*** Opening of Passage shown ***

From an operation perspective the number of students in the class ie. 20 multiplied by the time for each station e.g. 3 minutes would give an OSCE of one hour in duration. For bigger classes the examination can be repeated but obviously creates problems with cueing. Health and safety in the workplace can ad complications as can university policy, such as keeping students attetnion for no more than 45 minutes etc. Any event which stops the exam such as illness, can add considerably to the organisation. Sometimes patients may be used at stations but in longer examinations there needs to be substitutes and time to make these factored into the exam timetable. I am more convinced computer based OSCEs offer a better option with greater flexibility to the students and when based on sufficiently large bank of questions reduce cueing.
The OSCE is more suited to measure cognitive domain and affective domain (attitudes), although some psychomotor activites can incorporated. Detailed procedures involing praxis are better done either in OSPEs or in situ.
The more practice students you have with OSCEs the higher they will score (like IQ tests) so in the reported study the cohort of students were probably well schooled in OSCEs. OSCE are based upon a bank of questions which are not infinite and practice in the examination format is usually limited in podiatry schools (my experience) so many students find the format a little intimidating because they are not always familiar with the mode presentation. This results for many in a testing of the candidates intelligence or ability to follow syntax rather than the matter at hand (objective in OSCE). Some examiners might say the thought provoking (obscure - I would say) station is a good test for a competent candidate. As an educationalist, I would argue this is inappropriate in a balanced OSCE and that station should be removed.

*** Close of Passage shown ***
*** Opening of Data for review ***

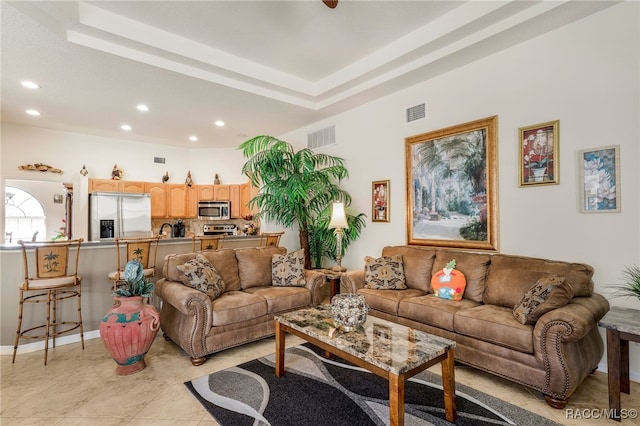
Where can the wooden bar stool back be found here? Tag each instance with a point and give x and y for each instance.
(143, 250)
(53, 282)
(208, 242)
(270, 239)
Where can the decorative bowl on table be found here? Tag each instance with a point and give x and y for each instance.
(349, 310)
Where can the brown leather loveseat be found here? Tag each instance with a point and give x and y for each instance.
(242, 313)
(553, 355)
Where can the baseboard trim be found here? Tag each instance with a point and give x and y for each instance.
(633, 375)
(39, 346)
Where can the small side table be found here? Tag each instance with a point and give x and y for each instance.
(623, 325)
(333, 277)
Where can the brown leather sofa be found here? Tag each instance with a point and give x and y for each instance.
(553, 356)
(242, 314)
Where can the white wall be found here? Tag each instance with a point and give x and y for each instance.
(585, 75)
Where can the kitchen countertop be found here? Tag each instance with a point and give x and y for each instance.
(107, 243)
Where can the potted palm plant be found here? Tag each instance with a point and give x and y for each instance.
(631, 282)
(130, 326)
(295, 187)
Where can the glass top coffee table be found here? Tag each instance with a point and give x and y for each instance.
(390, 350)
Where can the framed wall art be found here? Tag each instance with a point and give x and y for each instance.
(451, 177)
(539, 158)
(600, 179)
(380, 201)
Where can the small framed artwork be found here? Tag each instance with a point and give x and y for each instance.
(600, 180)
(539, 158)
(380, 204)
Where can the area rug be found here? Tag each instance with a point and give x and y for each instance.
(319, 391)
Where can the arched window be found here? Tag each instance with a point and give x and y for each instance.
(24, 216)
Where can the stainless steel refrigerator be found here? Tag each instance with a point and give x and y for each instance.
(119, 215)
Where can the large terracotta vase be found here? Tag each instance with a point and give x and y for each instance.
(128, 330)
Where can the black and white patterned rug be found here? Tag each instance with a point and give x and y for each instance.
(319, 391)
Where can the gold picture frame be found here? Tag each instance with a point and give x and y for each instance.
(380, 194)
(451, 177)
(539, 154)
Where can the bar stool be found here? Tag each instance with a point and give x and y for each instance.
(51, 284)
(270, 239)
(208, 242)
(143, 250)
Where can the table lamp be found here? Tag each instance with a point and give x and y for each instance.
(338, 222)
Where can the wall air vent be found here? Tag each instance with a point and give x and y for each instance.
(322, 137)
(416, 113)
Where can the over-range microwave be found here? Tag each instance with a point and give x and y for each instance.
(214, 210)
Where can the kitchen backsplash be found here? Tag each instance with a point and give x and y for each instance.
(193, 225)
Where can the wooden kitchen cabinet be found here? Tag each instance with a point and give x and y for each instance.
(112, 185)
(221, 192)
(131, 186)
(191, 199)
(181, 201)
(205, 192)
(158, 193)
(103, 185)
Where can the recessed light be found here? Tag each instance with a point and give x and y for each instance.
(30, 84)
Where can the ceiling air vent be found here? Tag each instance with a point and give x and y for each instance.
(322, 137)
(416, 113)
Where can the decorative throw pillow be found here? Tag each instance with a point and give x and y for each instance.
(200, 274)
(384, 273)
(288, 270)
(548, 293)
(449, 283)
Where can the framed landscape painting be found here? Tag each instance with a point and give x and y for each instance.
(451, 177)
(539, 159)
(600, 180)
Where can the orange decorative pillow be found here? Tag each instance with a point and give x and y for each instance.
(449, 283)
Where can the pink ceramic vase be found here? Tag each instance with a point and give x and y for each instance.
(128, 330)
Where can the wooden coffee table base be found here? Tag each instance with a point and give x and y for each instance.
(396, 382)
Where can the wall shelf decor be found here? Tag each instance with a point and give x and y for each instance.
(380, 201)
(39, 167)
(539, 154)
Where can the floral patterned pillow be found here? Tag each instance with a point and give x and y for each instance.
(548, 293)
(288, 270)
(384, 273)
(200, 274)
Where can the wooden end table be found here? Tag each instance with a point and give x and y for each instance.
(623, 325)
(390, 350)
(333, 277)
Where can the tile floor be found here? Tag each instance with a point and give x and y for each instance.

*** Close of Data for review ***

- _Assignment A_:
Reproduce the OSCE passage verbatim, from "The more practice" up to and including "should be removed.".
- _Assignment B_:
Carry on the passage about OSCEs from its last sentence.
The items have no connection to the OSCE passage.

- _Exercise result A_:
The more practice students you have with OSCEs the higher they will score (like IQ tests) so in the reported study the cohort of students were probably well schooled in OSCEs. OSCE are based upon a bank of questions which are not infinite and practice in the examination format is usually limited in podiatry schools (my experience) so many students find the format a little intimidating because they are not always familiar with the mode presentation. This results for many in a testing of the candidates intelligence or ability to follow syntax rather than the matter at hand (objective in OSCE). Some examiners might say the thought provoking (obscure - I would say) station is a good test for a competent candidate. As an educationalist, I would argue this is inappropriate in a balanced OSCE and that station should be removed.

- _Exercise result B_:
One downside, well practised students demonstrate "exam lock" by constantly practising the labours of mock stations. On the day of examination these candidates fails to follow the task (stem) clearly, because they are anticipating the right behaviour/answer, and not interpreting the question as asked. Cueing is also a problem especially when candidates view others doing practical stations. So the locality of the OSCE becomes an issue. Stations which link also present challenges because if the candidate makes the wrong response to the first station there is little chance for them being able to redem themselves on the link station. Some examiners are quite happy about this situation but it is not in the true spirit of the OSCE format.
toeslayer
Last edited by toeslayer : 27th October 2007 at 03:53 PM.